## Passage given
========================================================================

Question

If y=log (secx+tanx)then dy/dx is equal to

Answer 1

$\large\underline{\sf{Solution-}}$

Given function is

$\rm :\longmapsto\:y = log[secx + tanx]$

On differentiating both sides, w. r. t . x, we get

$\rm :\longmapsto\:\dfrac{d}{dx}y =\dfrac{d}{dx} log[secx + tanx]$

We know,

$\boxed{ \tt{ \: \dfrac{d}{dx}logx = \frac{1}{x} \: \: }}$

So, using this, we get

$\rm :\longmapsto\:\dfrac{dy}{dx} = \dfrac{1}{secx + tanx} \: \dfrac{d}{dx}[secx + tanx]$

We know,

$\boxed{ \tt{ \: \dfrac{d}{dx}(u + v) = \dfrac{d}{dx} u+ \dfrac{d}{dx}v \: }}$

So, using this, we get

$\rm :\longmapsto\:\dfrac{dy}{dx} = \dfrac{1}{secx + tanx} \: \bigg[\dfrac{d}{dx}secx + \dfrac{d}{dx}tanx\bigg]$

We know,

$\boxed{ \tt{ \: \dfrac{d}{dx}tanx = {sec}^{2}x}} \: \: and \: \: \boxed{ \tt{ \: \dfrac{d}{dx}secx = secxtanx}}$

So, using this, we get

$\rm :\longmapsto\:\dfrac{dy}{dx} = \dfrac{1}{secx + tanx} \: \bigg[secx \: tanx + {sec}^{2}x \bigg]$

$\rm :\longmapsto\:\dfrac{dy}{dx} = \dfrac{1}{secx + tanx} \: secx\bigg[ \: tanx + {sec}^{}x \: \bigg]$

$\bf\implies \:\boxed{ \tt{ \: \dfrac{dy}{dx} = secx \: \: }}$

More to know :-

$\begin{gathered}\boxed{\begin{array}{c|c} \bf f(x) & \bf \dfrac{d}{dx}f(x) \\ \\ \frac{\qquad \qquad}{} & \frac{\qquad \qquad}{} \\ \sf k & \sf 0 \\ \\ \sf sinx & \sf cosx \\ \\ \sf cosx & \sf - \: sinx \\ \\ \sf tanx & \sf {sec}^{2}x \\ \\ \sf cotx & \sf - {cosec}^{2}x \\ \\ \sf secx & \sf secx \: tanx\\ \\ \sf cosecx & \sf - \: cosecx \: cotx\\ \\ \sf \sqrt{x} & \sf \dfrac{1}{2 \sqrt{x} } \\ \\ \sf logx & \sf \dfrac{1}{x}\\ \\ \sf {e}^{x} & \sf {e}^{x} \end{array}} \\ \end{gathered}$

Answer 2

ANSWER:

Given:

• y = log(sec x + tan x)

========================================================================

## Source data
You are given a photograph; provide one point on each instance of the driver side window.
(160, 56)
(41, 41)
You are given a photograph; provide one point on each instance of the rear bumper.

========================================================================

## Written tasks
[A] From the derivative thread, reproduce the text starting with "More to know" and going on through "log(sec x + tan x)".
[B] List every differentiation rule that Answer 1 of the derivative thread states after the words "We know,".

## The answers
[A]
More to know :-

$\begin{gathered}\boxed{\begin{array}{c|c} \bf f(x) & \bf \dfrac{d}{dx}f(x) \\ \\ \frac{\qquad \qquad}{} & \frac{\qquad \qquad}{} \\ \sf k & \sf 0 \\ \\ \sf sinx & \sf cosx \\ \\ \sf cosx & \sf - \: sinx \\ \\ \sf tanx & \sf {sec}^{2}x \\ \\ \sf cotx & \sf - {cosec}^{2}x \\ \\ \sf secx & \sf secx \: tanx\\ \\ \sf cosecx & \sf - \: cosecx \: cotx\\ \\ \sf \sqrt{x} & \sf \dfrac{1}{2 \sqrt{x} } \\ \\ \sf logx & \sf \dfrac{1}{x}\\ \\ \sf {e}^{x} & \sf {e}^{x} \end{array}} \\ \end{gathered}$

Answer 2

ANSWER:

Given:

• y = log(sec x + tan x)

[B]
- d/dx log x = 1/x
- d/dx (u + v) = d/dx u + d/dx v
- d/dx tan x = sec²x
- d/dx sec x = sec x tan x